**提示文**:
>>>>>
会社設立と改正薬事法への対応でシステムを導入
骨折や火傷などの治療の際、骨や皮膚の欠損を補うために使用される人工骨、人口真皮。これらの生体材料の研究、開発、製造、販売を行っているのが、オリンパステルモバイオマテリアル株式会社だ。
もともとオリンパス株式会社の新事業の一部門としてスタートしたが、2004年9月に分社化。その後、テルモ株式会社の出資により整形外科・皮膚科領域にも進出、現在の社名に変更し、成長を続けている。
同社が会社設立時に導入したのが、販売管理システム『スーパーカクテル販売管理』だ。準備期間が設立までの半年間と短かったため、導入システムに求められた条件は、まず「最小限のカスタマイズで業務にフィットすること」だった。その点このシステムは、入庫―保管―出荷までの在庫情報はもちろん、そこにロット情報(製品番号、管理日付、備考等)を補足することで、製品の使用期限管理や製品番号管理も行える。そのうえ部品別管理や帳票出力などにも対応しており、応用がきく。
また、設立当時は薬事法が改正され、製品のトレーサビリティ(履歴追跡)の徹底が必要となった時期でもあり、それに対応できることも重要なポイントだった。
<<<<<
**元資料**:
>>>>>
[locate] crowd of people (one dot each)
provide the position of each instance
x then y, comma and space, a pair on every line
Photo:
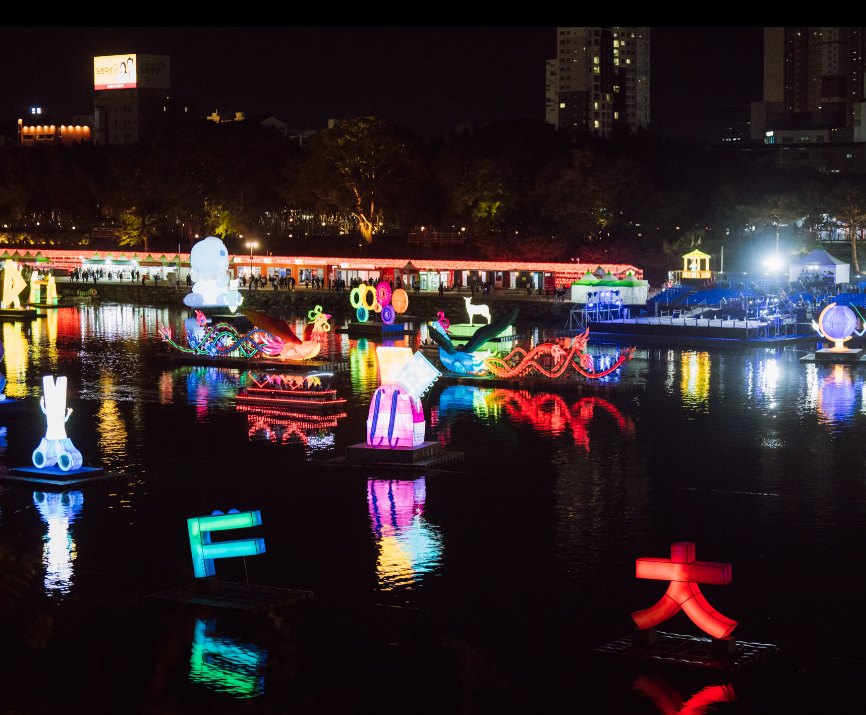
86, 275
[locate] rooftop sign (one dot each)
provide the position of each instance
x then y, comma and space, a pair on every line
131, 72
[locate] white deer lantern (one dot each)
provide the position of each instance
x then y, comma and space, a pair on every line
56, 447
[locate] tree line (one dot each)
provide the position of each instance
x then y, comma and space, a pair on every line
516, 189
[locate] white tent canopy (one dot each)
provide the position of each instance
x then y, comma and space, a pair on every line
820, 263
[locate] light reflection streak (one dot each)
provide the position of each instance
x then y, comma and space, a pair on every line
836, 396
205, 385
58, 511
110, 423
546, 412
408, 546
695, 378
226, 665
670, 701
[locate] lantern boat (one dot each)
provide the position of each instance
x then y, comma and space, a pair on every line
304, 394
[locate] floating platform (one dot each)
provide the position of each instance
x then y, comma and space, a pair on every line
377, 328
425, 455
685, 653
18, 314
836, 357
466, 331
700, 329
254, 363
10, 406
225, 595
57, 477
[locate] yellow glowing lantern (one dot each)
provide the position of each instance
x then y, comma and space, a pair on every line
400, 301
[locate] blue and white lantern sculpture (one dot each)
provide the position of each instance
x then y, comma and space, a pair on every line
56, 447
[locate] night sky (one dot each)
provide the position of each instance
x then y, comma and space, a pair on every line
427, 79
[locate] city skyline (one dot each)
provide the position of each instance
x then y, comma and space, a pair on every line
429, 80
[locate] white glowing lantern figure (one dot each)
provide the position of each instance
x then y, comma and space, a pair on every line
396, 416
56, 447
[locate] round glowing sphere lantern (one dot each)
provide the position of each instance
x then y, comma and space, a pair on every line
837, 323
400, 301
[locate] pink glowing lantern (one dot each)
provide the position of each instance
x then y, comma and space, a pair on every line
395, 419
685, 574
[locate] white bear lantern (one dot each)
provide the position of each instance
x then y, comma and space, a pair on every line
209, 261
56, 447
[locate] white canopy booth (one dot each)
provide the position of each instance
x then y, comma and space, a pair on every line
820, 263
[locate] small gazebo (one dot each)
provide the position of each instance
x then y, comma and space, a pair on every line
696, 265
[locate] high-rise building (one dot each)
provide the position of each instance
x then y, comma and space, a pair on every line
132, 97
599, 80
814, 86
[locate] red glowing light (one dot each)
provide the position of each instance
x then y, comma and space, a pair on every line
683, 593
561, 360
670, 702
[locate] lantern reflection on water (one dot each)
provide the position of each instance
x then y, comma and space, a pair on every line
837, 396
408, 546
58, 511
227, 665
546, 412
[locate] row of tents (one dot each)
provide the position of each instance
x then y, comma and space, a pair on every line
632, 291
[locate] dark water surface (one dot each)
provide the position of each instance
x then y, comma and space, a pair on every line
480, 587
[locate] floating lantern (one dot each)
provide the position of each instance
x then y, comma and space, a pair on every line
837, 323
13, 284
56, 447
396, 416
204, 552
383, 293
684, 574
400, 301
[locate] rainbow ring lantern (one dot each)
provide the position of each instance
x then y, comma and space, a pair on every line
837, 323
380, 299
396, 416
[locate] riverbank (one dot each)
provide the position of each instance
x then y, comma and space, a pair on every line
537, 309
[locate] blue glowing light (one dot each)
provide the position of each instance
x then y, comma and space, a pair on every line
204, 552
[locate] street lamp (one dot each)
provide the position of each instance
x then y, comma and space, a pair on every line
251, 245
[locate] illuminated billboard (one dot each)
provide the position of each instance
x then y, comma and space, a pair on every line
131, 72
<<<<<
**練習問題**:
a) 提示文によると、オリンパステルモバイオマテリアル株式会社が分社化した年月を答えなさい。
b) 提示文のうち、「もともとオリンパス株式会社の」で始まり「も対応しており、応用がきく。」に至るまでの部分をそのまま書き写しなさい。

**解答**:
a) 2004年9月

b)
もともとオリンパス株式会社の新事業の一部門としてスタートしたが、2004年9月に分社化。その後、テルモ株式会社の出資により整形外科・皮膚科領域にも進出、現在の社名に変更し、成長を続けている。
同社が会社設立時に導入したのが、販売管理システム『スーパーカクテル販売管理』だ。準備期間が設立までの半年間と短かったため、導入システムに求められた条件は、まず「最小限のカスタマイズで業務にフィットすること」だった。その点このシステムは、入庫―保管―出荷までの在庫情報はもちろん、そこにロット情報(製品番号、管理日付、備考等)を補足することで、製品の使用期限管理や製品番号管理も行える。そのうえ部品別管理や帳票出力などにも対応しており、応用がきく。